Written request: Return every line in the rows below that contains the word "marble".

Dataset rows
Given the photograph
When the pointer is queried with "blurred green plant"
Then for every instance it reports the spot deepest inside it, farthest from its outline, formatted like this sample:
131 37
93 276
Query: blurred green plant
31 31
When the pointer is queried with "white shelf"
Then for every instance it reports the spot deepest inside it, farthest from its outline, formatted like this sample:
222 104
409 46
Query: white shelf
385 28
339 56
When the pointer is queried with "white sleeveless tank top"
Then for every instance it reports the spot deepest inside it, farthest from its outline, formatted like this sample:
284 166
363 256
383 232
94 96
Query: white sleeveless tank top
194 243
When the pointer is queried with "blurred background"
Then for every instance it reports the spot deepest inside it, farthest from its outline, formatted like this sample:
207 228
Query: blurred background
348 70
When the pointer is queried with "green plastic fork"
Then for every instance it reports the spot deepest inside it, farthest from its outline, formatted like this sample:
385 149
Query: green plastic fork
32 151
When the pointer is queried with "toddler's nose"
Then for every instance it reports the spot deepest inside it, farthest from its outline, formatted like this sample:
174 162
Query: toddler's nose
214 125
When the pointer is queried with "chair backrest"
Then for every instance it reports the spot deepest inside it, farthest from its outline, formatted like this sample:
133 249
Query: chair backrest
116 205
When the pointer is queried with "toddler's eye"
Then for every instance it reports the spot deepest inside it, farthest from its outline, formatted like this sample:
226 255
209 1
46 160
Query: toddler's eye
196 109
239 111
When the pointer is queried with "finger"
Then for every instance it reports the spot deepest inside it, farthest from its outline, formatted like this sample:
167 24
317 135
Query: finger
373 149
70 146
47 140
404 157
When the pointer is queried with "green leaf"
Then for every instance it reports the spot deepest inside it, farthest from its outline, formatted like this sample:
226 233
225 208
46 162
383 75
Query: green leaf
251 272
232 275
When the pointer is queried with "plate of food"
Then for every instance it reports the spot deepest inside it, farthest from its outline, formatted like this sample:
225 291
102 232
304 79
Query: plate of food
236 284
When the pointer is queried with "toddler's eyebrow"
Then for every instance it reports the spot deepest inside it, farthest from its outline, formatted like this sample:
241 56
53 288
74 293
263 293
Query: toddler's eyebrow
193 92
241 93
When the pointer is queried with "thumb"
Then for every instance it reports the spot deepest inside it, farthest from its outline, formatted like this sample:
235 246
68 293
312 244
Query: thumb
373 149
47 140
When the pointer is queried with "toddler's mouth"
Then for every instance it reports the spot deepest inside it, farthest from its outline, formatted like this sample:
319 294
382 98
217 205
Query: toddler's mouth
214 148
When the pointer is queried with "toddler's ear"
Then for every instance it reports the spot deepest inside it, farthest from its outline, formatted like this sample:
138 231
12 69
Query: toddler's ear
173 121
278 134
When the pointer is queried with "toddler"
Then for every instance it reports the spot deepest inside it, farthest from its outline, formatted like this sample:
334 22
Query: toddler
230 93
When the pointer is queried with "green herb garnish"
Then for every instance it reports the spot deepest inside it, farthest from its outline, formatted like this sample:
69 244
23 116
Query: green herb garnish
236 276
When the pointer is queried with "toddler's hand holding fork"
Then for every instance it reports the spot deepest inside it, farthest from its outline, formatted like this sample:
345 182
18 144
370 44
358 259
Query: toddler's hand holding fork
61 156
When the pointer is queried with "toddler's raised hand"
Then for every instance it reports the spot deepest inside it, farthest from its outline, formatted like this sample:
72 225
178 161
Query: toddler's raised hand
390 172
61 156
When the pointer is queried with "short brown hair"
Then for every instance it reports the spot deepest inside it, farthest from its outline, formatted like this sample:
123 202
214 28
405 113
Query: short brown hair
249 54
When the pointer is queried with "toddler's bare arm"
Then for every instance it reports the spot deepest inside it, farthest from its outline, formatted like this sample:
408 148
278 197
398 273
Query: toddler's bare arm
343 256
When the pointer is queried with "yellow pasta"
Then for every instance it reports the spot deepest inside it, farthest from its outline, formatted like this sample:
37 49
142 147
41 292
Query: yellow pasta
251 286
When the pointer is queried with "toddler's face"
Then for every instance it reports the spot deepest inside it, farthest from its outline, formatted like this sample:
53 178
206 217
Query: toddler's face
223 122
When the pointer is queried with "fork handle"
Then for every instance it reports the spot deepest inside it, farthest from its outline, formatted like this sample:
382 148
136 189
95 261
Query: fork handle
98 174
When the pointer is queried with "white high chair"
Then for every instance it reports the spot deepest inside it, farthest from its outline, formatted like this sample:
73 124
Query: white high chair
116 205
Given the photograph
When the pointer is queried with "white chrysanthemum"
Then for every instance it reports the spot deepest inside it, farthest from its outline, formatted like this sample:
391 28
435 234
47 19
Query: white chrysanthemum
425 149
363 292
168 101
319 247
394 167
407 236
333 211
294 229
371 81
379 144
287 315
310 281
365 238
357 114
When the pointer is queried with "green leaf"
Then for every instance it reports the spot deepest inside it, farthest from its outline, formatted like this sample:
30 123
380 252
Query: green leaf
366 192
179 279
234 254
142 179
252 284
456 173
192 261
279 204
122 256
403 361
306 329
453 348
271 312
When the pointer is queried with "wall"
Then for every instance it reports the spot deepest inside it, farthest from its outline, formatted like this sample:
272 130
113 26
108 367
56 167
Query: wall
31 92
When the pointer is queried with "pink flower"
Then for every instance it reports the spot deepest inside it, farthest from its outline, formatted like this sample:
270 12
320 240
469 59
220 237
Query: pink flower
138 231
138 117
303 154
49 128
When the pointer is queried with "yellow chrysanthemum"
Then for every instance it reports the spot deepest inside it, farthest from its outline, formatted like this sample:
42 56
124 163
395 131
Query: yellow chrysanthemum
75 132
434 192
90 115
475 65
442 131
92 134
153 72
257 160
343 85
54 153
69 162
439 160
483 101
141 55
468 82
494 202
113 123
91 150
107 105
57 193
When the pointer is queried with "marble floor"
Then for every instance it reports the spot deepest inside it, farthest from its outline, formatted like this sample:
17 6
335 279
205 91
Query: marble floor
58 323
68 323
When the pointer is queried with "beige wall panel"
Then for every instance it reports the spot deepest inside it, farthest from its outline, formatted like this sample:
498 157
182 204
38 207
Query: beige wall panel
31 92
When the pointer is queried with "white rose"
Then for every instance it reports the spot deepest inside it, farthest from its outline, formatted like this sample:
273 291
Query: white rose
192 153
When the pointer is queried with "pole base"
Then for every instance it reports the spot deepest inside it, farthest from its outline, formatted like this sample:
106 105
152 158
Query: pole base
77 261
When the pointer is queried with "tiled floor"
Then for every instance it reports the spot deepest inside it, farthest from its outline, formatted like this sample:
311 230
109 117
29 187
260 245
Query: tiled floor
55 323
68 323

Solution for this task:
When the pointer is queried with "marble floor"
Query: marble floor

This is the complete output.